__Work item__
From the entries that follow, list every line in which the string "frame" appears.

__Record extracts__
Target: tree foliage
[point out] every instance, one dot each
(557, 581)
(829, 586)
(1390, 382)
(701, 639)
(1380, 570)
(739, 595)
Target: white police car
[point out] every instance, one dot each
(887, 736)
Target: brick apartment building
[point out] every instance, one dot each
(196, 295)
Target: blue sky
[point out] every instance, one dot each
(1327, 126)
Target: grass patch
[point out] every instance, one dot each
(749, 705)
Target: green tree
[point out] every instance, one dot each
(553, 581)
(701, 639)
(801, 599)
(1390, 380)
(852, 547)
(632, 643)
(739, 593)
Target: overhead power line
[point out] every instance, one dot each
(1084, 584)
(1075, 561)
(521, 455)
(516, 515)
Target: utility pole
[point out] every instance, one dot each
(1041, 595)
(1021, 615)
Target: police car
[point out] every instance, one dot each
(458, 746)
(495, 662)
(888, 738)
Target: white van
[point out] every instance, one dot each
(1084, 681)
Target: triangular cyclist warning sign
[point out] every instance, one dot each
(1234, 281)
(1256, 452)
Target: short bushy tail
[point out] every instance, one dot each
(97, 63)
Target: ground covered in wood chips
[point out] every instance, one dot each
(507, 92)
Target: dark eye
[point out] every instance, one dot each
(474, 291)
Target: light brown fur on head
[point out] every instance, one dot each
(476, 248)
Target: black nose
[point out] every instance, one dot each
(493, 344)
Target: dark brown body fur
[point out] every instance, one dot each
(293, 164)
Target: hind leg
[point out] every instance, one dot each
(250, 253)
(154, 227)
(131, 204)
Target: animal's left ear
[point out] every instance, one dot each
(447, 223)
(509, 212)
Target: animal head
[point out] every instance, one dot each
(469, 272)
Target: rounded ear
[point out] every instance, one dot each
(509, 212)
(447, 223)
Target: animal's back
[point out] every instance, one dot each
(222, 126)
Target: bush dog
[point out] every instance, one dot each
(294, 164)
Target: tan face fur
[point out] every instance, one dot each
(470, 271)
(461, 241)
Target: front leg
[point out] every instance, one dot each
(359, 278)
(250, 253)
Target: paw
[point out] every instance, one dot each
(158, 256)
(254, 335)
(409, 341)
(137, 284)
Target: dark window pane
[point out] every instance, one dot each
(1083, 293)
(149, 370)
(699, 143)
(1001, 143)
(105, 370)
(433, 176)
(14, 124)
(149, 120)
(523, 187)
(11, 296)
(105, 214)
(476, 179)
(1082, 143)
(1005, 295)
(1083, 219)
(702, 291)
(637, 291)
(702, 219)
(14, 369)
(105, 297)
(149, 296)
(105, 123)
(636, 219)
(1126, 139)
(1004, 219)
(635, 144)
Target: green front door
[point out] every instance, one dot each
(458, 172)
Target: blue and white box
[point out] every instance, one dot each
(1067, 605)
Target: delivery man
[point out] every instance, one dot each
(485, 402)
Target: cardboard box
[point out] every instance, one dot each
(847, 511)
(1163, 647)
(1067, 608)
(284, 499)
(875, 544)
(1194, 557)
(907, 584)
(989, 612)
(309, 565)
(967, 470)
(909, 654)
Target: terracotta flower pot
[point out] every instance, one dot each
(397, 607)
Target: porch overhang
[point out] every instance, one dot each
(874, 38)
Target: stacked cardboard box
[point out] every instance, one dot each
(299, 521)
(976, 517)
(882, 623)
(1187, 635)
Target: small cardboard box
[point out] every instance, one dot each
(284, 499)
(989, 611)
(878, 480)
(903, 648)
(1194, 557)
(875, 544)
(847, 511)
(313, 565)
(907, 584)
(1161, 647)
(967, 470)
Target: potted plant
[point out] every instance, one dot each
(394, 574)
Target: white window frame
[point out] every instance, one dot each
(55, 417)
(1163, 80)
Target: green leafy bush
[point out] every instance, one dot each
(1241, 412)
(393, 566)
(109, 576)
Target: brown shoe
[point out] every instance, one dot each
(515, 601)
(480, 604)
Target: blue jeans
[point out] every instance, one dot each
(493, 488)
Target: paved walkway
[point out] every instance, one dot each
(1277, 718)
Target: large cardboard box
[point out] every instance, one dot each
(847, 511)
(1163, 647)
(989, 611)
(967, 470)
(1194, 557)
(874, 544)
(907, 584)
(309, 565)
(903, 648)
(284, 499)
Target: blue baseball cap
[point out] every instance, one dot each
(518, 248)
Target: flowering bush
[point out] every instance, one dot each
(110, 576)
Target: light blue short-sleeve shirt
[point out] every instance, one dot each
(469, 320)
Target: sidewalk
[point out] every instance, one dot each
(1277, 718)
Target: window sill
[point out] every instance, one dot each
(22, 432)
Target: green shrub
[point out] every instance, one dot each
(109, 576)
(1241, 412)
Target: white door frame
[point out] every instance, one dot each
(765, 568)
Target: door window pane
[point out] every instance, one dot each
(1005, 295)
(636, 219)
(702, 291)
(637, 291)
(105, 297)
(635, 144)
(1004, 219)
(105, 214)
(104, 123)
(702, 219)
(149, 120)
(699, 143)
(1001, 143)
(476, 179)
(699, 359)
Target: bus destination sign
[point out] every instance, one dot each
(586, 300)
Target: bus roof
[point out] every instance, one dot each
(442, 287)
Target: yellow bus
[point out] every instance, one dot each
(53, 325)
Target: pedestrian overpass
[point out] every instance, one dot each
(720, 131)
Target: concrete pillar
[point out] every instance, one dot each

__Exercise solution__
Target: white window frame
Target: white door frame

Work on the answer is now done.